(The following piece was written in late 2006/early 2007, just after series 2 of the modern version of Doctor Who. It's out of date in a couple of ways. Firstly, my view of the modern Doctor Who is less optimistic these days,and secondly Verity Lambert sadly passed away in late 2007. The article refers to her in a present tense, and there are mild criticisms of comments she made, though nothing snide or disrepectful. Also, of course, Doctor Who has gone on to win two more Hugos and a Bafta Craft award. I should also point out that my dismassal of stories like The Sensorites and Frontier in Space was my opinion after seeing them once. I haven't revisited them yet, but opinions can change...)
Having Doctor Who back on Saturday evenings has been a dream many of us had long given up on, but even less expected was that it would be brought back with such care and thought. It could have been done in a workmanlike way as Robin Hood and Primeval have demonstrated, or it could have managed to please the long-term fans while failing to gain any standing as a television programme in its own right (the trap the TV Movie fell into). Instead, it boasts remarkable special effects, intelligent writing, fine acting, impressive ratings, good reviews, a Hugo and three Baftas.
Yet the one thing this hasn’t done is improved the reputation of the original series. It still doesn’t look like we’re going to see any terrestrial repeats. The basic stereotype of wobbly sets has continued. This dismissal from critic Kathryn Flett seems to reflect the public’s recollection of Doctor Who: “Russell T Davies has done wonders, admittedly, but the original was cheap, dull, creaky and parochial”. The praise it attracts from critics tends to focus on how Russell T Davies has improved and revamped the series, and much less on the fact that he did so because he was a huge fan of the original.
Was I the only one a little stunned by David Tennant’s choice of words when presenting Davies with the Dennis Potter Award for Outstanding Television writing at last year’s Baftas? He applauded Russell for injecting heart and enthusiasm into a series “that many thought was beyond redemption” My reaction at the phrase “beyond redemption” was “WHOAA!” Surely the show I’ve followed all my life wasn’t that bad? It has occurred to few if any critics that the relaunch has succeeded not just because of Davies’s skill, but also because of the brilliance of the format.

__________

=== Requirements ===
- A) Translate this sentence from the Doctor Who essay into Spanish: "It still doesn’t look like we’re going to see any terrestrial repeats."
- B) In the Doctor Who essay, which award did David Tennant present to Russell T Davies at the Baftas?
- C) Please set down the passage of the Doctor Who essay starting at "Having Doctor Who" and ending at "and three Baftas.".

=== Dataset records ===
__________

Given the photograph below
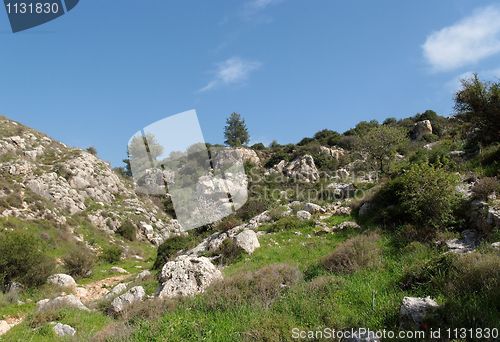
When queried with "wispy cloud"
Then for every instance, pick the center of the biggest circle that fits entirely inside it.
(253, 7)
(465, 42)
(455, 83)
(232, 71)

__________

=== Task-by-task answers ===
- A) Todavía no parece que vayamos a ver ninguna reposición en la televisión terrestre.

- B) The Dennis Potter Award for Outstanding Television Writing.

- C)
Having Doctor Who back on Saturday evenings has been a dream many of us had long given up on, but even less expected was that it would be brought back with such care and thought. It could have been done in a workmanlike way as Robin Hood and Primeval have demonstrated, or it could have managed to please the long-term fans while failing to gain any standing as a television programme in its own right (the trap the TV Movie fell into). Instead, it boasts remarkable special effects, intelligent writing, fine acting, impressive ratings, good reviews, a Hugo and three Baftas.